Saved data entries:
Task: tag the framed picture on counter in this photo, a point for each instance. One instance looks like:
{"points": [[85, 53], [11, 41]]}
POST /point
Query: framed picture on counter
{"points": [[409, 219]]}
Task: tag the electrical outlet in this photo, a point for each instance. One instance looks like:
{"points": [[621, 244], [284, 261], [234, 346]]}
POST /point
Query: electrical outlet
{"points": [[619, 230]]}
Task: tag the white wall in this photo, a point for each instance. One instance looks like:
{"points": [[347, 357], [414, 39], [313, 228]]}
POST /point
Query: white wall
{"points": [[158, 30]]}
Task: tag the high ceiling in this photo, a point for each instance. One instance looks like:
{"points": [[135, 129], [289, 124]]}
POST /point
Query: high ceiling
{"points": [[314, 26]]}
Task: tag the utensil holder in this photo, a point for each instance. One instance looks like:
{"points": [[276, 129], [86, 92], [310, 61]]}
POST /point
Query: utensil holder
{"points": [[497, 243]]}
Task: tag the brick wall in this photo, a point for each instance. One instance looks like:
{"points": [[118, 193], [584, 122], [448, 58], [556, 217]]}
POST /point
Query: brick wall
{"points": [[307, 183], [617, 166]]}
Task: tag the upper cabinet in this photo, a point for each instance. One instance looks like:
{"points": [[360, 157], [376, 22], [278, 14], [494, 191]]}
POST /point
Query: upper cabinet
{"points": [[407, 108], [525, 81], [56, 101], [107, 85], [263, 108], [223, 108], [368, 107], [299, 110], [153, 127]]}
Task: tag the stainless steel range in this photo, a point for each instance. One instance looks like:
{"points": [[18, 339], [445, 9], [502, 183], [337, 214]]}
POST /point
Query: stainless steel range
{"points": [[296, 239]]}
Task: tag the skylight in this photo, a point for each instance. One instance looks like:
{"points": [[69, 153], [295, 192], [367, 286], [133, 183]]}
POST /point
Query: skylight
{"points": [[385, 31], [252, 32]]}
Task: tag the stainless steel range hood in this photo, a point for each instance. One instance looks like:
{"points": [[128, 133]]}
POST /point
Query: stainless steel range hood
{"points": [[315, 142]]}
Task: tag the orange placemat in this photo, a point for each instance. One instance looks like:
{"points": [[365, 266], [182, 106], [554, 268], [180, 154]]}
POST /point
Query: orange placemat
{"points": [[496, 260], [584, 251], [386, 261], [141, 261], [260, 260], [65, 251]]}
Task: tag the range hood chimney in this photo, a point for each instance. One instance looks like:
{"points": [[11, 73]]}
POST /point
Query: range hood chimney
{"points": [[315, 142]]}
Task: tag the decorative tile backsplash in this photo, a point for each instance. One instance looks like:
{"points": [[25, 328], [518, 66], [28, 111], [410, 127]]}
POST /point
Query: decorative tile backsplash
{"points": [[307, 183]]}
==
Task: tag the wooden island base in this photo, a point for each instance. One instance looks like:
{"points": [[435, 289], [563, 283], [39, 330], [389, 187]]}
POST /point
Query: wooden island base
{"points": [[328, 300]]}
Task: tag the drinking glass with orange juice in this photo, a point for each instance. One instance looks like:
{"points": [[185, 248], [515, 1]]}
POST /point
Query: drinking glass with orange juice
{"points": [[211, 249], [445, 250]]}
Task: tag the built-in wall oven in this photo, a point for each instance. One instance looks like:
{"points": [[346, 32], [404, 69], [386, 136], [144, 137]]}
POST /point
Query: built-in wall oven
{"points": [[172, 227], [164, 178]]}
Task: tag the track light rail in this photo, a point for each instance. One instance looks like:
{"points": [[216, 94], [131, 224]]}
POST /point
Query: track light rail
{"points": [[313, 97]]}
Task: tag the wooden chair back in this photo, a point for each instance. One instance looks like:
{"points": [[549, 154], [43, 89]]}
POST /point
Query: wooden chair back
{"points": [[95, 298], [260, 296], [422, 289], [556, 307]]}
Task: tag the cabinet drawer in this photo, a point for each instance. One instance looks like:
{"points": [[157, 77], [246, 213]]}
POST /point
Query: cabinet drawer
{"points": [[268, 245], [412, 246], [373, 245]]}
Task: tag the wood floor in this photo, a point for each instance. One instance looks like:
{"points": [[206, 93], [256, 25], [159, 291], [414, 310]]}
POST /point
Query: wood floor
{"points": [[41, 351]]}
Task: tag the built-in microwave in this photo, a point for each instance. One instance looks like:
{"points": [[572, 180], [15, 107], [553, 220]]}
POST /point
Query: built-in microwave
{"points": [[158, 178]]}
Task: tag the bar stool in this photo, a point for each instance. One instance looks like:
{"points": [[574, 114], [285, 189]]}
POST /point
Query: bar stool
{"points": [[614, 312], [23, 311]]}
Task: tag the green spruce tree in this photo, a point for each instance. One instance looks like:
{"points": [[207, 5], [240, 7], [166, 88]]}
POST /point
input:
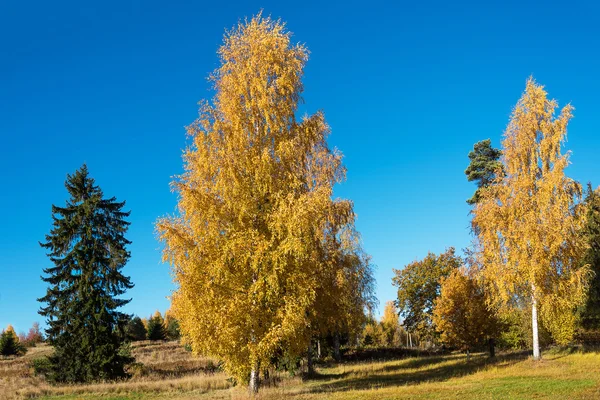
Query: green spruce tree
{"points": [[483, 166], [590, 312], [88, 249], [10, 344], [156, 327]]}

Your instructions —
Which lines in the records contain the string "skylight"? Locate every one, treating case as significant, and copy each line in full.

Finished task —
Task: tag the skylight in this photo, a point for each instance. One instance looks like:
Query: skylight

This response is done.